**Collected data**
◇ ◇ ◇

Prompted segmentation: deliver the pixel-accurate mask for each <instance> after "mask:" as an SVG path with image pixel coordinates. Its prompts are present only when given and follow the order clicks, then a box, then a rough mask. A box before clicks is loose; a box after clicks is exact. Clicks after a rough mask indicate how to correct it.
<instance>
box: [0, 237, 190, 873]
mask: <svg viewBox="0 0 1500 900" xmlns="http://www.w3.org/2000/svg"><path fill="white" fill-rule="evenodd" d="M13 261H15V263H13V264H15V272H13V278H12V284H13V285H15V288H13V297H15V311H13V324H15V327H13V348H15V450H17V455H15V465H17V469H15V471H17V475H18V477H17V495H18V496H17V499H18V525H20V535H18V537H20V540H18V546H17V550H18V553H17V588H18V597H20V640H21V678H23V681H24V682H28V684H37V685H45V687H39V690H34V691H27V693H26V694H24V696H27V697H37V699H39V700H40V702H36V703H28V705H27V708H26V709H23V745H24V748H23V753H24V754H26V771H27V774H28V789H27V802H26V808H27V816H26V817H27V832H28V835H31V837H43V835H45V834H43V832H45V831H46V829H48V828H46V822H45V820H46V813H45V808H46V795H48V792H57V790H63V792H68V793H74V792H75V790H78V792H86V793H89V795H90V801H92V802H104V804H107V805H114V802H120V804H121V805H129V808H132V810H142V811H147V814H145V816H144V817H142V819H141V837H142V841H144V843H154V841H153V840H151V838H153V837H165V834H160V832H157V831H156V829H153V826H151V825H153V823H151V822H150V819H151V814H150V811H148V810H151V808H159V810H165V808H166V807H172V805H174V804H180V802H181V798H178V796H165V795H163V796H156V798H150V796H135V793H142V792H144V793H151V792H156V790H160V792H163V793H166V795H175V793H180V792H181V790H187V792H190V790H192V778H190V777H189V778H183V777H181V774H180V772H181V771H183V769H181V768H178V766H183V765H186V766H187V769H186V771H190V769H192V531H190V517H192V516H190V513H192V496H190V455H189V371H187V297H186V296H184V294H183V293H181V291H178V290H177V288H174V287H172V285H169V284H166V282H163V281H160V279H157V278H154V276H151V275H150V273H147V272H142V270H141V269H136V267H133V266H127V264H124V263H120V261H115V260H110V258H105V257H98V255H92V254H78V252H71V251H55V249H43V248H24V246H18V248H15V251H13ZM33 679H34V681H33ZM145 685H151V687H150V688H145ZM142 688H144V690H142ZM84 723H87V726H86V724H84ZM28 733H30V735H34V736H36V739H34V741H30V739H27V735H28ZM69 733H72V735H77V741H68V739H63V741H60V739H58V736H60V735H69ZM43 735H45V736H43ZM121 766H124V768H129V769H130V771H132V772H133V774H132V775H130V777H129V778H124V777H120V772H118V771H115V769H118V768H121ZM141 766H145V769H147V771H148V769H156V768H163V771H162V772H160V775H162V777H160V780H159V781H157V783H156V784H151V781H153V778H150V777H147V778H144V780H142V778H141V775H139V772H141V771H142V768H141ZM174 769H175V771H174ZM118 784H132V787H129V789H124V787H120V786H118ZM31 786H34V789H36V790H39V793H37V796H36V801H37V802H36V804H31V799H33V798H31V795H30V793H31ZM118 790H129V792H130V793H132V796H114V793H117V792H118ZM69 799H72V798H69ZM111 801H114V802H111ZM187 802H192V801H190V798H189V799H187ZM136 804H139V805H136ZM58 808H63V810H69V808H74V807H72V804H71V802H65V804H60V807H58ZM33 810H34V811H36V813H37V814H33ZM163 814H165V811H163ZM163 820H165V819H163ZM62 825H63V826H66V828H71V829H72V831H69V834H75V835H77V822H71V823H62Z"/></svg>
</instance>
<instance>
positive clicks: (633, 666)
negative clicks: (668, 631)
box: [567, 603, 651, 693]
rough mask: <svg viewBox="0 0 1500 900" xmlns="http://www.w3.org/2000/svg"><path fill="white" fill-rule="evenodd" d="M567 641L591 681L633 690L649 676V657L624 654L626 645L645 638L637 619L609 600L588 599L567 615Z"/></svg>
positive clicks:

◇ ◇ ◇

**Action item**
The lines to set down, exactly and with both ends included, run from the one containing "rough mask: <svg" to the last line of the data above.

**Final answer**
rough mask: <svg viewBox="0 0 1500 900" xmlns="http://www.w3.org/2000/svg"><path fill="white" fill-rule="evenodd" d="M567 641L591 681L633 690L649 676V657L624 654L626 645L645 638L637 619L609 600L588 599L567 615Z"/></svg>
positive clicks:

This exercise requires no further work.